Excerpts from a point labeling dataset

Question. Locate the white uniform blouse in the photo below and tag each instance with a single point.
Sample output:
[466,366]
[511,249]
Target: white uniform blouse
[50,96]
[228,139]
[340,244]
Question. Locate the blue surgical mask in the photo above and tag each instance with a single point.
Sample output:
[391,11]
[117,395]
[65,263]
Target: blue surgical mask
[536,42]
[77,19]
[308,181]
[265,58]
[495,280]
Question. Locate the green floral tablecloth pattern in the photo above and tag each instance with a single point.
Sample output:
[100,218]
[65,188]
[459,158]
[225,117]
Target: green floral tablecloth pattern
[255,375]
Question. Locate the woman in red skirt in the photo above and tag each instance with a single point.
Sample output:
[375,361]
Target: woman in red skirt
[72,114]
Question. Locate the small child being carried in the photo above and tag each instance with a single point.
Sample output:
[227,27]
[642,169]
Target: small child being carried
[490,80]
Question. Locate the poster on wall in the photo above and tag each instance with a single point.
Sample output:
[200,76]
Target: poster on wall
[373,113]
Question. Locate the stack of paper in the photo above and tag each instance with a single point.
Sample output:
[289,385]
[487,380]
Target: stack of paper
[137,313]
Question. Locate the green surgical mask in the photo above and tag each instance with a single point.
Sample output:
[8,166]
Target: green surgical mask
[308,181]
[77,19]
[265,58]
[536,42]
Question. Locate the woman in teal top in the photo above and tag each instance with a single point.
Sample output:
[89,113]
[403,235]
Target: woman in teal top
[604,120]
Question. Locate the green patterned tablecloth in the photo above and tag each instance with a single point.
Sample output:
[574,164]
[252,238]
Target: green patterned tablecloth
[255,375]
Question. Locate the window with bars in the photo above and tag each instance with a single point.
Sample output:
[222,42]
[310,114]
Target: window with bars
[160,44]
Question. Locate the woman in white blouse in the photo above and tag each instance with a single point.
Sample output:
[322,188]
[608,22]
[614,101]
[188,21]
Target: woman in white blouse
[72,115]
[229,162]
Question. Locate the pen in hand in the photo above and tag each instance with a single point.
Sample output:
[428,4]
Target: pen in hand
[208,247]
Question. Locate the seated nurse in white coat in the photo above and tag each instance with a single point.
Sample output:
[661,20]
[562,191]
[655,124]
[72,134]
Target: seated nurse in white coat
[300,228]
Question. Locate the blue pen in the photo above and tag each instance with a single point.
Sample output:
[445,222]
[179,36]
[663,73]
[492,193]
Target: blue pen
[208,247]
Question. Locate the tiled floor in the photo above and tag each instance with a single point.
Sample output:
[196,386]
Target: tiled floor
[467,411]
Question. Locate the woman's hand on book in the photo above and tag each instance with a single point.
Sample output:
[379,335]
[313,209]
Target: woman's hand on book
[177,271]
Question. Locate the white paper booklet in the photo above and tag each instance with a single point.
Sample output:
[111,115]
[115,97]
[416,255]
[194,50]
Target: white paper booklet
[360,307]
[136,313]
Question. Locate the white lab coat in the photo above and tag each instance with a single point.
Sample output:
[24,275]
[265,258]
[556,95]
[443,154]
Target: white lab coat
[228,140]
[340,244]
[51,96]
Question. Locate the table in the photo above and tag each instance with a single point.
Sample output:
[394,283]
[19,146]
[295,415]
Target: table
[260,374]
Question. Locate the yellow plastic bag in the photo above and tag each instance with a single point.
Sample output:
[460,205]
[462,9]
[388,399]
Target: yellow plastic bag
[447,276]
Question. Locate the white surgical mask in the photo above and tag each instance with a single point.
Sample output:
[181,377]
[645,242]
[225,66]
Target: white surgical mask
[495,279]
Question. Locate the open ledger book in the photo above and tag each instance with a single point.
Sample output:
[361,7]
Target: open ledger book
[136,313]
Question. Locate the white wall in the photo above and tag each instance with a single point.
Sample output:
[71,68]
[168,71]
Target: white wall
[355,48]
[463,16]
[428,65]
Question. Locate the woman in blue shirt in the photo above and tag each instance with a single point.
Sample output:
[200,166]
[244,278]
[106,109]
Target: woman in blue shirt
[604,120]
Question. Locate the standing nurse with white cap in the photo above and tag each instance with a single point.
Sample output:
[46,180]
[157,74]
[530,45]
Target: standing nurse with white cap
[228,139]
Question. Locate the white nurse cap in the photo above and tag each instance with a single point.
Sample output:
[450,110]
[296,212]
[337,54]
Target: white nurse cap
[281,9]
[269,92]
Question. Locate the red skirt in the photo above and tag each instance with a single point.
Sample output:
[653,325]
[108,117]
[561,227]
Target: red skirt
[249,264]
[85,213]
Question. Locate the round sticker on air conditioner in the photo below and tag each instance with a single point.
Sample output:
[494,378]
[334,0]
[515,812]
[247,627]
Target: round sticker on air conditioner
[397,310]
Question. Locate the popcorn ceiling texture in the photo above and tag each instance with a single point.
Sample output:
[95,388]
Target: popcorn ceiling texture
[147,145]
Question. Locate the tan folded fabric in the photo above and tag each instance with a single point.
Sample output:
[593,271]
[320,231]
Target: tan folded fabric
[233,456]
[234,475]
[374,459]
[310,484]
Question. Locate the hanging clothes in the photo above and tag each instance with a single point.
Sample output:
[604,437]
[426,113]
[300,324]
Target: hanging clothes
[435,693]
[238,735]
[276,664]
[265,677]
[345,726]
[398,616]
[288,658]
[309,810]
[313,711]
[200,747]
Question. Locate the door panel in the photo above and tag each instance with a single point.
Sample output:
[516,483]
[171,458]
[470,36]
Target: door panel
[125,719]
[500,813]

§ Instructions for the task
Please retype all of the items above, reproducing every line without any change.

§ The reply
Question. Locate the white uniform blouse in the photo below and tag each instance with a single point.
Sample output:
[466,366]
[511,249]
Target: white uniform blouse
[50,96]
[228,139]
[340,244]
Question. Locate the blue surgical mask in the photo above and tag each instance with a single point.
Sample output:
[391,11]
[117,395]
[65,263]
Target: blue surgical mask
[536,42]
[77,19]
[308,181]
[265,58]
[495,280]
Question. Locate the green floral tablecloth pattern in the photo above and tag each instance with a single point.
Sample output:
[100,218]
[65,188]
[459,158]
[225,117]
Target: green floral tablecloth pattern
[255,375]
Question. Locate the woman in red skirt in the photo above and tag each instance with a single point.
Sample output:
[375,361]
Target: woman in red skirt
[72,114]
Question. Locate the small child being carried in the photo above and tag each instance with a single point.
Sample output:
[227,27]
[642,169]
Target: small child being carried
[490,80]
Question. Locate the poster on wall in the photo above and tag each instance with a single point.
Sample output:
[200,76]
Target: poster on wall
[373,113]
Question. Locate the stack of paper in the photo above and tag each instance with a single point.
Sample output:
[289,385]
[487,380]
Target: stack of paper
[137,313]
Question. Locate the green surgical mask in the photo above and tag each instance with a single point.
Sample output:
[8,166]
Target: green surgical mask
[308,181]
[77,19]
[265,58]
[536,42]
Question. Locate the woman in teal top in the photo above and tag each instance with a single point.
Sample output:
[89,113]
[403,235]
Target: woman in teal top
[604,120]
Question. Locate the green patterned tablecloth in the photo above and tag each instance with a single point.
Sample output:
[574,164]
[252,238]
Target: green patterned tablecloth
[255,375]
Question. Locate the window with bars in the photo above and tag each instance with a single point.
Sample output:
[222,42]
[310,114]
Target: window with bars
[160,44]
Question. Locate the woman in white blouse in the photo above and tag each instance with a single point.
Sample output:
[322,188]
[608,22]
[614,101]
[188,21]
Target: woman in white blouse
[72,115]
[229,162]
Question. Locate the pen in hand in the photo above and tag each instance with a single point.
Sample output:
[428,4]
Target: pen in hand
[208,247]
Question. Locate the seated nurse in white coat in the photo above and tag each instance with a single point.
Sample output:
[661,20]
[562,191]
[655,124]
[72,134]
Target: seated nurse in white coat
[300,228]
Question. Locate the blue pen in the photo above and tag each instance with a single point.
Sample output:
[445,222]
[179,36]
[663,73]
[492,193]
Target: blue pen
[208,247]
Question. Locate the tiled floor in the photo above and tag each instance with a single point.
Sample output:
[196,386]
Target: tiled floor
[467,411]
Question. Locate the woman's hand on book in the photo above and tag each instance with a single point.
Sample output:
[379,335]
[313,209]
Target: woman's hand on book
[177,271]
Question. Locate the white paper booklet in the photo above and tag each instance with a single point.
Sample output:
[111,115]
[115,97]
[416,255]
[194,50]
Target: white paper booklet
[360,307]
[136,313]
Question. Locate the white lab coat in the photo above and tag each instance with a single point.
Sample output:
[24,275]
[265,258]
[556,95]
[443,154]
Target: white lab coat
[228,140]
[340,244]
[51,96]
Question. Locate the table in the photo above and tag each instance with a single point.
Sample output:
[394,283]
[19,146]
[295,415]
Target: table
[260,374]
Question. Locate the yellow plastic bag in the photo above and tag each instance with a single point.
Sample output:
[460,205]
[462,9]
[388,399]
Target: yellow plastic bag
[447,276]
Question. Locate the white surgical mask in the photo above and tag each instance with a single point.
Sample output:
[181,377]
[645,242]
[225,66]
Target: white surgical mask
[495,279]
Question. Locate the open ledger book in the photo above and tag each instance with a single point.
Sample output:
[361,7]
Target: open ledger book
[136,313]
Question. Locate the white wall in the photo above and tag each instance with a single point.
Sample output:
[71,68]
[168,71]
Target: white wall
[355,48]
[463,16]
[428,65]
Question. Locate the woman in blue shirt in the photo above and tag each instance with a single point.
Sample output:
[200,166]
[244,278]
[106,109]
Target: woman in blue shirt
[604,120]
Question. Locate the standing nurse with white cap in the photo above and tag each instance with a single point.
Sample output:
[46,180]
[157,74]
[530,45]
Target: standing nurse with white cap
[228,139]
Question. Locate the white nurse cap in the photo above and tag each instance with a single point.
Sample output:
[450,110]
[296,212]
[337,54]
Target: white nurse cap
[281,9]
[269,92]
Question. Locate the red skirt in the photo above and tag each instance with a single point.
Sample output:
[653,325]
[108,117]
[561,227]
Target: red skirt
[249,264]
[85,213]
Question. Locate the round sticker on air conditioner in the photo below and tag each instance with a single point.
Sample output:
[494,378]
[334,0]
[515,812]
[247,627]
Target: round sticker on air conditioner
[397,310]
Question. Locate the popcorn ceiling texture in the photo above and tag each instance with a single point.
Sample output:
[95,388]
Target: popcorn ceiling texture
[147,145]
Question. Locate the tan folded fabric in the photo above and tag each instance with a single point.
Sample output:
[593,271]
[320,231]
Target: tan folded fabric
[233,456]
[234,475]
[374,459]
[310,484]
Question. Locate the hanging clothes in the photo above and tag each instance with a single point.
Sample output:
[604,437]
[426,113]
[300,324]
Target: hanging clothes
[435,693]
[238,735]
[276,664]
[265,677]
[345,726]
[398,616]
[288,658]
[309,810]
[313,711]
[200,747]
Question. Locate the door panel in the photo above and tag each instance with a single point.
Sample output:
[516,483]
[171,458]
[470,36]
Target: door panel
[125,719]
[500,813]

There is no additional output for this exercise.